*Dokumentauszug*
Vielen Dank nochmal an alle


----------



## MehlstaubtheCat (6. November 2014)

*AW: Corsair H110 - Push, Pull, hä?*

Für P/P aber immer 4 gleiche Lüfter ! Ganz wichtig.


----------



## Joselman (6. November 2014)

*AW: Corsair H110 - Push, Pull, hä?*

/klugscheissermodus on

Es gehen auch 2x2.   Aber die 2 die "zusammenarbeiten" sollten die gleichen sein. Einer push und einer pull halt. 

/klugscheissermodus off


----------



## disc0cunt (6. November 2014)

*AW: Corsair H110 - Push, Pull, hä?*



MehlstaubtheCat schrieb:


> Für P/P aber immer 4 gleiche Lüfter ! Ganz wichtig.



Jup, als Techniker war ich mir dessen bewusst


----------



## Dr0etker (11. November 2014)

*AW: Corsair H110 - Push, Pull, hä?*

Habe selbst eine H110 wie deine "vers. 2" in meinen PC eingebaut. Kauf dir gleich 2 neue Lüfter! Die originalen Lüfter von Corsair rasseln bei niedriger Drehzahl, wenn sie Überkopf eingebaut sind. Ich musste beide tauschen, der halbe PC musste dabei wieder zerlegt werden...


----------



## Hyper87 (18. November 2014)

*Gegebene Zeilen*

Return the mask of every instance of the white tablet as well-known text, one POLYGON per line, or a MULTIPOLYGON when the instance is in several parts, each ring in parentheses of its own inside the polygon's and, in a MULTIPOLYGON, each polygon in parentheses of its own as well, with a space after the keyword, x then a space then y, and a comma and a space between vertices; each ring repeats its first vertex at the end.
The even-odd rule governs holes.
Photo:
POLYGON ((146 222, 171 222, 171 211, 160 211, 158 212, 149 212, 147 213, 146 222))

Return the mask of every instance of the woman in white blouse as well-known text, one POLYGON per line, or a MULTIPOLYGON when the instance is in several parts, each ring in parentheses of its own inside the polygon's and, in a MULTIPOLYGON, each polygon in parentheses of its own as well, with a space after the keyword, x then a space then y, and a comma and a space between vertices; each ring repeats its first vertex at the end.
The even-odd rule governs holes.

...

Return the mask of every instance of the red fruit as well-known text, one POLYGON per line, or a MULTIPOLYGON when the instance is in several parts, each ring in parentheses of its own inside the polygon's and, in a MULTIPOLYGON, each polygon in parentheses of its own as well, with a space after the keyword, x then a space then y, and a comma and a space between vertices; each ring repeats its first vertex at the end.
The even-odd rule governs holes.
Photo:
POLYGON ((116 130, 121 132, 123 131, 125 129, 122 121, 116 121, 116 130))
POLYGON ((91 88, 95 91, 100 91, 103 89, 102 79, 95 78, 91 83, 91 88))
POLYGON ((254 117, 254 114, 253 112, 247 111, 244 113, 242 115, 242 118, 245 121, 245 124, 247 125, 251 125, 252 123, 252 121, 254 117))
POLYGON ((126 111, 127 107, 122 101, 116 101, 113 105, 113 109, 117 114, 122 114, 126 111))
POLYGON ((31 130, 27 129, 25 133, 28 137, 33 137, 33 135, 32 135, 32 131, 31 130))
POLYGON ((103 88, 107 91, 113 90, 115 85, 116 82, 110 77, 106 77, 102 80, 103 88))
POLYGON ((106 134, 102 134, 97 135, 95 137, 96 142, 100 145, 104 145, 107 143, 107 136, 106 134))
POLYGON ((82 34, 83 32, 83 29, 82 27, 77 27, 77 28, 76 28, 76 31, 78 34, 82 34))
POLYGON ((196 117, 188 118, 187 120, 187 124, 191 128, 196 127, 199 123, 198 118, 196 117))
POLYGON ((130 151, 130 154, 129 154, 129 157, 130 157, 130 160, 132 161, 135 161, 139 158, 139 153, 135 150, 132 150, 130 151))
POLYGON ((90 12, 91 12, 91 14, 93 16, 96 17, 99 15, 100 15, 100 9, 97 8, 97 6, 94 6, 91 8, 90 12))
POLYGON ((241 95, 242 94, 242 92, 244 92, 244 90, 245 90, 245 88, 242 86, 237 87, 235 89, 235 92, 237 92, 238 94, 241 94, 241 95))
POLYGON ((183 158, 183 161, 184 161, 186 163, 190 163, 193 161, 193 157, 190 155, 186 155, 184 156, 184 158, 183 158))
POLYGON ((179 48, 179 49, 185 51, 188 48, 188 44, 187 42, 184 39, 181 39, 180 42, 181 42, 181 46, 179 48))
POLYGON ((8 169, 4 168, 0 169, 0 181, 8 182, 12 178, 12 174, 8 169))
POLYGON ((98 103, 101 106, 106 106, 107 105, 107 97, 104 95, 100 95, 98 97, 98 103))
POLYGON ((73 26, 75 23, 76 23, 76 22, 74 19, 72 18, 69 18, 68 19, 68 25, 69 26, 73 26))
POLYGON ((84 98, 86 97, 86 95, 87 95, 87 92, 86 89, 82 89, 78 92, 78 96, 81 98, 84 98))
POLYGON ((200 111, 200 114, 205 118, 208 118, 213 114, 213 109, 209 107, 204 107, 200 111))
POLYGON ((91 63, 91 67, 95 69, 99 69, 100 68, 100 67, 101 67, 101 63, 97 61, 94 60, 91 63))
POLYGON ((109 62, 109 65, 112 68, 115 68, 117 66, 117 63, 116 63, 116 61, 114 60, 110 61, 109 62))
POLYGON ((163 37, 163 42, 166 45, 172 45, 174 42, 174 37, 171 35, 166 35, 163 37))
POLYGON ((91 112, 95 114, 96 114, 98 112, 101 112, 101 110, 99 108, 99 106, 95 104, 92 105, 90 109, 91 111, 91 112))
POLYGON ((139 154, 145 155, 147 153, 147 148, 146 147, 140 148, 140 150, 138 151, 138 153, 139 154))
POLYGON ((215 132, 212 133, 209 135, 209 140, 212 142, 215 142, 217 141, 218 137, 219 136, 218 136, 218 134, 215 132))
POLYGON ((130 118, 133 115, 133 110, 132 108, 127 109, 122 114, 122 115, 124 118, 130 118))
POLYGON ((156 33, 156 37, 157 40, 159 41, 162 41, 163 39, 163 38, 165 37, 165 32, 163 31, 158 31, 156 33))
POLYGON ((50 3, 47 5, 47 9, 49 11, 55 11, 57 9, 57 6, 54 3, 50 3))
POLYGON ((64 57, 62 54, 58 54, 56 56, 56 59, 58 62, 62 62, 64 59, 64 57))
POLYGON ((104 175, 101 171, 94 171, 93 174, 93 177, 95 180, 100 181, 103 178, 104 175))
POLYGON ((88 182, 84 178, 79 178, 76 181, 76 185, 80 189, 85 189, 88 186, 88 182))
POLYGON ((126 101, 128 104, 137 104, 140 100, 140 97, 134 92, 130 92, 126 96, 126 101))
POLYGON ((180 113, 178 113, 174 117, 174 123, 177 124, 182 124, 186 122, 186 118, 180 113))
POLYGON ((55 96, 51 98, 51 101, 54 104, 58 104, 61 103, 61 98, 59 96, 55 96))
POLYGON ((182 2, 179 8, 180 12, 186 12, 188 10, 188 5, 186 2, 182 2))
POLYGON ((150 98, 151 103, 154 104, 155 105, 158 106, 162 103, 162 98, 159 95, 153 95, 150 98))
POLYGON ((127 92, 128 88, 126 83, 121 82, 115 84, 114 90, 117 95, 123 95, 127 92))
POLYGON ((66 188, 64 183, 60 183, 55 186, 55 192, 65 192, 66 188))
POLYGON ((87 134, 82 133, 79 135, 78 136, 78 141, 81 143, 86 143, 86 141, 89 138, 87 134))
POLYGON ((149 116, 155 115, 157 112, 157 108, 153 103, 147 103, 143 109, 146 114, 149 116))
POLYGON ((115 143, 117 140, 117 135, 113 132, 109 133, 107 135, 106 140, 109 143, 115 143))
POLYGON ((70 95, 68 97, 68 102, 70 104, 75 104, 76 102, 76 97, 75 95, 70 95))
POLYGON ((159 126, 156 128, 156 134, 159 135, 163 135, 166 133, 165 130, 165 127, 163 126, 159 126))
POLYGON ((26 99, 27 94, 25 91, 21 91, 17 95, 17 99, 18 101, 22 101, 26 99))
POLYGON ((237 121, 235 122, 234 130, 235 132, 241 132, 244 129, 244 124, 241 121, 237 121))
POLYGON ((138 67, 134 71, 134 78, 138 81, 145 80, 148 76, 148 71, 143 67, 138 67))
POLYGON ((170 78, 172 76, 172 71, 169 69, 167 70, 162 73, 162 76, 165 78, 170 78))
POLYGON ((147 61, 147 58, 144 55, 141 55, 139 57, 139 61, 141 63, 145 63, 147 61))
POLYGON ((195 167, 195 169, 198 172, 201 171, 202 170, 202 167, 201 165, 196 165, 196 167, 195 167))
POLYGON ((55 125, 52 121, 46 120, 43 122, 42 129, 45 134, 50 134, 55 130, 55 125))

* * *

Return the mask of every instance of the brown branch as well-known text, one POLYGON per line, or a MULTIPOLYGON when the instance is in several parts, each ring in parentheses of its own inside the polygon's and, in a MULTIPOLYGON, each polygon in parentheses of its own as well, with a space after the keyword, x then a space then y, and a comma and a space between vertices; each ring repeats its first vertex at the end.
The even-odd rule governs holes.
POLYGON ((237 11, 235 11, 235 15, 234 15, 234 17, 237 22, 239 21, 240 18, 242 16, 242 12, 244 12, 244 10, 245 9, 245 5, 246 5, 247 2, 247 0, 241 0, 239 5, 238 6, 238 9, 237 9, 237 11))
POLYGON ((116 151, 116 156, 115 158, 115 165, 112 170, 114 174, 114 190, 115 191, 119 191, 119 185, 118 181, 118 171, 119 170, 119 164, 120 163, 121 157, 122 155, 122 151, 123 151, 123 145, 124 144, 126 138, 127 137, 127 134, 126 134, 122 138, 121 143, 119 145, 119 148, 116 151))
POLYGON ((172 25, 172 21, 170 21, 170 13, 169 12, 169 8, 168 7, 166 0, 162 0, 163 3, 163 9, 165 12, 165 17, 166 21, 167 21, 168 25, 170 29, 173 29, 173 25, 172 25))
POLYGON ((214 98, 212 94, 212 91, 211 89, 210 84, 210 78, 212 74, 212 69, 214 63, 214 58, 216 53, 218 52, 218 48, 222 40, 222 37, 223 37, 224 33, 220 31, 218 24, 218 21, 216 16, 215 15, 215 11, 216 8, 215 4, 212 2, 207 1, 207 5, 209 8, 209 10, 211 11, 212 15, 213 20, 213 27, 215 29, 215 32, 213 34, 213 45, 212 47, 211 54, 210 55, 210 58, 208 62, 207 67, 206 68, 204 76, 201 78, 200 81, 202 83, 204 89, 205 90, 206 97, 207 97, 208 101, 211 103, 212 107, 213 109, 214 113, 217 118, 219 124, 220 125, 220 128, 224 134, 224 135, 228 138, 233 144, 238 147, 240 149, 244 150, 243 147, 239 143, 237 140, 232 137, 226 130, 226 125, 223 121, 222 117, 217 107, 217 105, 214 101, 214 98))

*Aufgaben*
[A] Gib aus den gegebenen Zeilen alle von der Zeile mit „Return the mask of every instance of the white“ bis zur Zeile mit „POLYGON ((146 222, 171“, beide eingeschlossen, wortgetreu wieder.
[B] Schreib den Forenthread zur Corsair H110 an der Stelle weiter, an der er aufhört.
Der Forenthread und die Zeilen haben nichts miteinander zu tun.

*Lösungen*
[A]
Return the mask of every instance of the white tablet as well-known text, one POLYGON per line, or a MULTIPOLYGON when the instance is in several parts, each ring in parentheses of its own inside the polygon's and, in a MULTIPOLYGON, each polygon in parentheses of its own as well, with a space after the keyword, x then a space then y, and a comma and a space between vertices; each ring repeats its first vertex at the end.
The even-odd rule governs holes.
Photo:
POLYGON ((146 222, 171 222, 171 211, 160 211, 158 212, 149 212, 147 213, 146 222))

[B]
*AW: Corsair H110 - Push, Pull, hä?*

Ich habe auch die h110 und habe die lüfter in version 2 montiert und sogar den hinteren gehäuselüfter gedreht das er luft von außen ansaugt. finde die anordnung sehr gut und habe sehr gute ergebnisse. 
jetzt intressiert mich aber die variante mit 4 lüftern beim radiator. was denkt ihr um wie viel grad man damit weiter runter kommt?


----------



## Exception (18. November 2014)

*AW: Corsair H110 - Push, Pull, hä?*

Push/Pull hat im Vergleich zu Push bei mir ca.7 Grad Unterschied gebracht. Dafür geht die Lautstärke etwas nach oben.


----------



## MehlstaubtheCat (18. November 2014)

*AW: Corsair H110 - Push, Pull, hä?*

Oder du drehst die RPM der Lüfter um ca.25% zurück, dann hast die gleiche Temperatur wie nur mit Push, bei um einiges niedrigere Lautstärke.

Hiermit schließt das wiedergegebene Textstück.